**What is needed**.
For each line below that holds "archtop", return the line as it stands.

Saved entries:
_ _ _ _ _ _ _
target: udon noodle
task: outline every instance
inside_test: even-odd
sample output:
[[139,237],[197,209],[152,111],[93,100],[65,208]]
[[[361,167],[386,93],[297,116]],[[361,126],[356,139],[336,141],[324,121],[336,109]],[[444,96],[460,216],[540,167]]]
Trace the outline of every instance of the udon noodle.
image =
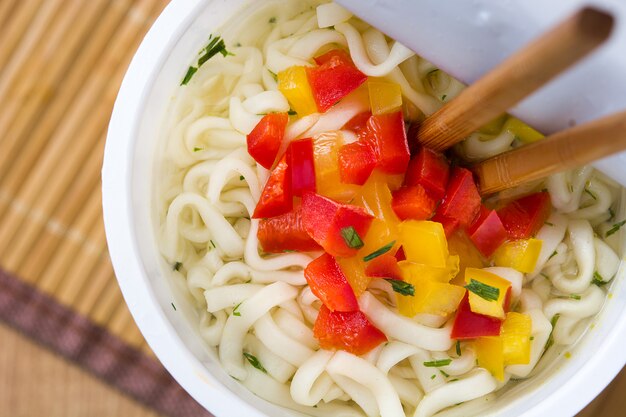
[[[450,320],[401,316],[378,280],[359,307],[389,342],[361,357],[320,349],[312,333],[320,301],[303,276],[315,255],[263,254],[251,220],[268,171],[248,155],[246,135],[263,114],[290,110],[273,74],[310,66],[319,51],[340,45],[364,74],[401,87],[407,120],[432,114],[463,85],[345,10],[317,5],[263,2],[220,34],[230,54],[212,57],[177,92],[161,167],[162,254],[184,280],[201,335],[224,370],[262,398],[318,416],[425,417],[459,403],[483,406],[509,380],[553,360],[550,351],[575,343],[602,308],[624,241],[622,230],[607,232],[626,218],[626,190],[590,167],[533,185],[547,188],[553,205],[537,235],[536,269],[498,268],[513,282],[517,311],[531,317],[531,360],[507,366],[504,381],[477,366],[471,347],[455,352]],[[288,126],[287,140],[338,130],[361,111],[340,103],[302,117]],[[499,129],[473,134],[456,151],[476,160],[517,146]],[[441,372],[424,366],[441,359],[450,359]],[[448,412],[455,409],[470,413]]]

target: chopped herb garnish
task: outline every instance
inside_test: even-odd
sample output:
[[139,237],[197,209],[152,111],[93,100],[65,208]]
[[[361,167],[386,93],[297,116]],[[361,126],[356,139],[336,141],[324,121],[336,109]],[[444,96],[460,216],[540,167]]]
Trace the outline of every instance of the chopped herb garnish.
[[385,253],[389,252],[391,250],[391,248],[393,248],[393,245],[396,244],[396,241],[391,241],[389,243],[387,243],[385,246],[383,246],[382,248],[375,250],[374,252],[370,253],[369,255],[367,255],[366,257],[363,258],[363,260],[365,262],[371,261],[374,258],[379,257],[380,255],[384,255]]
[[580,300],[580,295],[578,295],[578,294],[570,294],[569,298],[571,298],[572,300]]
[[245,356],[248,362],[250,362],[250,365],[254,366],[263,373],[267,373],[267,370],[263,367],[263,365],[261,365],[261,362],[259,362],[256,356],[251,355],[248,352],[243,352],[243,356]]
[[470,283],[466,285],[465,288],[487,301],[496,301],[498,297],[500,297],[499,288],[492,287],[491,285],[484,284],[475,279],[470,280]]
[[550,349],[552,345],[554,344],[554,336],[552,335],[552,333],[554,333],[554,327],[556,326],[556,323],[559,321],[559,317],[561,317],[560,314],[555,314],[554,317],[552,317],[552,320],[550,320],[550,324],[552,325],[552,330],[550,330],[550,336],[548,336],[548,341],[546,342],[546,346],[543,348],[544,351]]
[[550,257],[548,259],[552,259],[556,256],[556,251],[552,252],[552,255],[550,255]]
[[[243,301],[241,303],[243,303]],[[233,308],[233,316],[241,317],[241,312],[239,311],[241,303],[237,304],[235,308]]]
[[174,265],[172,265],[172,269],[173,269],[174,271],[180,271],[180,267],[181,267],[181,266],[183,266],[183,263],[182,263],[182,262],[176,262],[176,263],[174,263]]
[[446,378],[450,378],[450,375],[448,375],[447,373],[445,373],[441,369],[439,370],[439,372],[441,373],[441,375],[445,376]]
[[586,188],[585,188],[585,190],[584,190],[584,191],[585,191],[587,194],[589,194],[589,196],[590,196],[591,198],[593,198],[594,200],[597,200],[597,199],[598,199],[598,197],[596,197],[596,195],[595,195],[594,193],[592,193],[591,191],[589,191],[588,189],[586,189]]
[[391,288],[398,294],[415,295],[415,287],[410,282],[400,281],[399,279],[385,278],[385,281],[391,284]]
[[275,17],[270,17],[269,22],[270,22],[270,23],[276,23],[276,18],[275,18]]
[[613,227],[611,227],[607,232],[606,232],[606,237],[611,236],[613,233],[616,233],[623,225],[626,224],[626,220],[622,220],[619,223],[615,223],[613,225]]
[[530,341],[532,342],[533,340],[535,340],[535,336],[530,336]]
[[353,226],[341,229],[341,237],[349,248],[360,249],[363,247],[363,241]]
[[274,81],[278,81],[278,75],[277,75],[275,72],[272,72],[272,71],[270,71],[270,70],[267,70],[267,71],[270,73],[270,75],[272,76],[272,78],[274,78]]
[[456,354],[459,357],[461,356],[461,341],[460,340],[456,341]]
[[[454,379],[451,379],[449,382],[454,382],[454,381],[458,381],[458,380],[459,380],[459,378],[454,378]],[[462,403],[459,403],[459,404],[462,404]],[[457,405],[459,405],[459,404],[457,404]]]
[[213,248],[217,248],[217,246],[215,246],[215,242],[213,242],[212,240],[209,240],[209,242],[211,242],[211,246],[213,246]]
[[296,112],[295,110],[289,109],[289,111],[287,112],[287,114],[289,116],[295,116],[296,114],[298,114],[298,112]]
[[204,150],[204,148],[198,148],[198,147],[194,147],[193,148],[194,152],[200,152],[200,151],[203,151],[203,150]]
[[615,218],[615,212],[611,207],[609,207],[609,214],[611,215],[611,217],[609,217],[609,221],[611,221]]
[[239,181],[243,181],[243,180],[245,180],[244,176],[243,176],[243,175],[240,175],[240,176],[239,176]]
[[550,279],[550,277],[549,277],[549,276],[547,276],[546,274],[544,274],[543,272],[542,272],[542,273],[540,273],[539,275],[541,275],[541,276],[542,276],[542,277],[544,277],[545,279]]
[[608,282],[602,278],[602,275],[600,275],[598,271],[595,271],[593,273],[593,279],[591,280],[591,283],[597,285],[598,287],[603,287],[608,284]]
[[172,304],[172,308],[174,309],[174,311],[176,311],[176,306],[174,305],[174,303],[170,303]]
[[430,379],[435,379],[435,378],[437,378],[437,374],[432,374],[432,375],[430,376]]
[[448,97],[447,94],[444,94],[443,96],[441,96],[441,101],[444,101],[446,99],[446,97]]
[[437,359],[434,361],[424,362],[424,366],[427,368],[438,368],[440,366],[447,366],[452,363],[452,359]]
[[574,186],[572,184],[567,184],[567,189],[569,190],[570,193],[574,192]]
[[187,85],[187,83],[191,80],[191,77],[198,71],[197,67],[189,67],[187,69],[187,73],[185,74],[185,78],[180,82],[180,85]]
[[547,224],[548,226],[554,226],[554,223],[550,223],[550,222],[543,222],[543,224]]

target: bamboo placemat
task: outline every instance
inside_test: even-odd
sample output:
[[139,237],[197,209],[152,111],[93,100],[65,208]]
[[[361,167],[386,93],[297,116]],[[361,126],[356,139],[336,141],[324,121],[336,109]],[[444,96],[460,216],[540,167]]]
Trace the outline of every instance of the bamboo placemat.
[[[167,2],[0,0],[0,319],[158,411],[200,416],[123,302],[100,206],[113,102]],[[623,410],[624,381],[603,415]]]

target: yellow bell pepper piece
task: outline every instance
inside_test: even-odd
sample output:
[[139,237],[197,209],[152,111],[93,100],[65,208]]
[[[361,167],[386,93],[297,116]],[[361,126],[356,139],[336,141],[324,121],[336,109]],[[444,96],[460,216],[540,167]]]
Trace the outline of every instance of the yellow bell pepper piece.
[[504,122],[507,120],[507,118],[508,116],[506,114],[498,116],[480,129],[478,129],[478,132],[485,133],[487,135],[497,135],[502,131],[502,126],[504,125]]
[[344,184],[339,179],[338,155],[341,141],[341,132],[326,132],[313,139],[315,183],[318,194],[348,202],[355,197],[359,187]]
[[289,101],[291,108],[298,113],[298,116],[302,117],[317,112],[317,105],[313,99],[305,67],[289,67],[279,72],[277,79],[278,90]]
[[514,312],[506,314],[500,331],[504,365],[527,365],[530,363],[531,331],[530,316]]
[[542,241],[534,238],[505,242],[496,249],[493,261],[497,266],[508,266],[527,274],[535,270],[541,245]]
[[402,278],[415,288],[415,295],[396,294],[400,314],[413,317],[418,313],[447,316],[456,311],[465,289],[447,283],[446,268],[399,262]]
[[465,269],[465,283],[472,286],[472,281],[478,281],[477,286],[479,289],[487,287],[497,288],[498,296],[497,299],[490,300],[470,290],[468,294],[471,310],[477,314],[504,319],[504,301],[507,291],[511,288],[511,282],[484,269],[467,268]]
[[466,268],[484,268],[486,266],[482,255],[476,249],[476,246],[469,240],[463,232],[456,232],[448,238],[448,250],[451,255],[459,258],[459,270],[463,271],[458,274],[452,281],[452,284],[465,285],[465,269]]
[[358,297],[363,294],[370,281],[370,277],[365,275],[365,263],[360,256],[350,258],[336,258],[339,268],[348,279],[354,294]]
[[380,115],[394,112],[402,107],[402,90],[400,85],[380,78],[367,81],[370,107],[372,114]]
[[515,117],[509,117],[507,119],[506,123],[504,123],[503,130],[508,130],[524,143],[537,142],[544,138],[544,135]]
[[502,338],[498,336],[479,337],[474,341],[474,351],[478,366],[491,372],[498,381],[504,380],[504,354]]
[[441,223],[406,220],[399,226],[400,242],[406,259],[411,262],[445,268],[448,264],[448,242]]

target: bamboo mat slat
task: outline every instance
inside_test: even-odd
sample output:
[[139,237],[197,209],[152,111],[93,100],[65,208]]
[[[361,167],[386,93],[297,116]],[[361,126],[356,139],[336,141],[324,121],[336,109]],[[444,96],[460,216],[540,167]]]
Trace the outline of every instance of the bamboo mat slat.
[[0,0],[0,270],[148,355],[108,258],[100,167],[122,77],[167,2]]

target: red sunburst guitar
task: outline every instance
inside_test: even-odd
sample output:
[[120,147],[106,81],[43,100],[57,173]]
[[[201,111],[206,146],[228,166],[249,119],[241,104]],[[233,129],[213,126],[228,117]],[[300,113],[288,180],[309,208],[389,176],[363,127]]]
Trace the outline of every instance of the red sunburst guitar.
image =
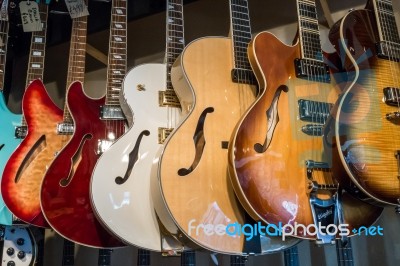
[[[323,61],[315,1],[297,0],[299,40],[288,46],[269,32],[255,36],[250,63],[262,94],[233,132],[230,177],[242,205],[269,224],[372,224],[381,209],[338,187],[323,150],[323,126],[340,92]],[[337,58],[333,54],[330,64]],[[332,243],[335,235],[295,236]],[[350,234],[352,234],[350,232]]]
[[55,151],[61,149],[64,136],[57,135],[55,130],[57,123],[62,121],[62,110],[53,103],[40,81],[44,69],[48,7],[39,4],[39,8],[43,28],[32,34],[27,89],[22,99],[22,126],[17,127],[15,136],[22,138],[26,130],[28,132],[4,167],[1,194],[17,218],[46,227],[40,210],[39,189],[46,164],[54,158]]
[[41,190],[51,227],[64,238],[98,248],[123,246],[95,217],[90,179],[102,152],[125,131],[119,92],[126,72],[126,11],[126,0],[112,1],[106,96],[89,98],[81,82],[68,90],[74,134],[49,166]]
[[329,39],[349,75],[326,143],[335,177],[363,200],[400,206],[400,37],[391,0],[349,12]]

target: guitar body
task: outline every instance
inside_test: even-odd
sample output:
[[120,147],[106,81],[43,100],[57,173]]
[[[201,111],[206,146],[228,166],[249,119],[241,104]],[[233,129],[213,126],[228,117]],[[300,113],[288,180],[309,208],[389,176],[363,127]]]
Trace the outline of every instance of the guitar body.
[[[268,32],[259,33],[250,43],[250,63],[258,68],[255,74],[264,88],[232,134],[229,171],[239,200],[255,220],[307,226],[314,220],[306,161],[327,162],[329,158],[323,152],[322,136],[302,131],[311,122],[299,119],[298,101],[333,103],[339,92],[331,83],[297,78],[296,58],[301,58],[299,44],[287,46]],[[262,146],[264,141],[268,145]],[[318,184],[334,184],[329,171],[314,170],[313,179]],[[323,200],[330,196],[318,193]],[[379,217],[379,211],[373,212],[379,208],[357,207],[355,201],[343,195],[349,228],[370,225]],[[315,238],[301,230],[296,236]]]
[[400,88],[400,62],[378,57],[377,34],[369,10],[348,13],[340,22],[340,31],[330,34],[352,78],[334,114],[333,170],[339,182],[359,198],[398,205],[400,123],[386,118],[398,107],[382,99],[385,88]]
[[243,235],[196,230],[201,224],[218,228],[246,222],[227,176],[227,142],[240,115],[254,100],[254,88],[232,82],[231,55],[229,38],[207,37],[190,43],[175,61],[172,80],[180,84],[174,84],[174,89],[182,109],[190,114],[161,153],[159,185],[167,212],[158,215],[163,224],[169,224],[165,221],[169,213],[179,230],[198,246],[242,254]]
[[96,220],[90,204],[90,178],[99,157],[98,141],[107,132],[122,134],[122,121],[100,120],[104,98],[88,98],[80,82],[71,84],[67,103],[75,131],[48,167],[41,206],[51,227],[64,238],[91,247],[118,247],[121,242]]
[[94,210],[105,226],[124,241],[153,251],[161,251],[161,236],[150,175],[161,147],[158,129],[168,127],[170,110],[158,103],[165,84],[165,64],[140,65],[128,72],[121,107],[128,118],[134,114],[134,125],[102,154],[91,180]]
[[48,227],[40,209],[40,186],[51,161],[68,141],[57,134],[63,111],[40,80],[27,87],[22,111],[28,126],[26,137],[10,156],[1,180],[1,194],[10,211],[22,221]]
[[[0,178],[3,170],[15,148],[21,143],[15,137],[15,128],[21,125],[22,116],[12,113],[5,102],[4,95],[0,92]],[[0,224],[11,225],[12,215],[0,196]]]

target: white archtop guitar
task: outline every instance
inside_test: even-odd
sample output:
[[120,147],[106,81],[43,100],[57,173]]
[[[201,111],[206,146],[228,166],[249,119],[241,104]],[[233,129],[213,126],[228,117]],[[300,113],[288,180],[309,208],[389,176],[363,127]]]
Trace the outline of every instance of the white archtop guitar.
_ _ _ _ _ _ _
**Written reply**.
target: white archtop guitar
Trace the outline of every instance of the white archtop guitar.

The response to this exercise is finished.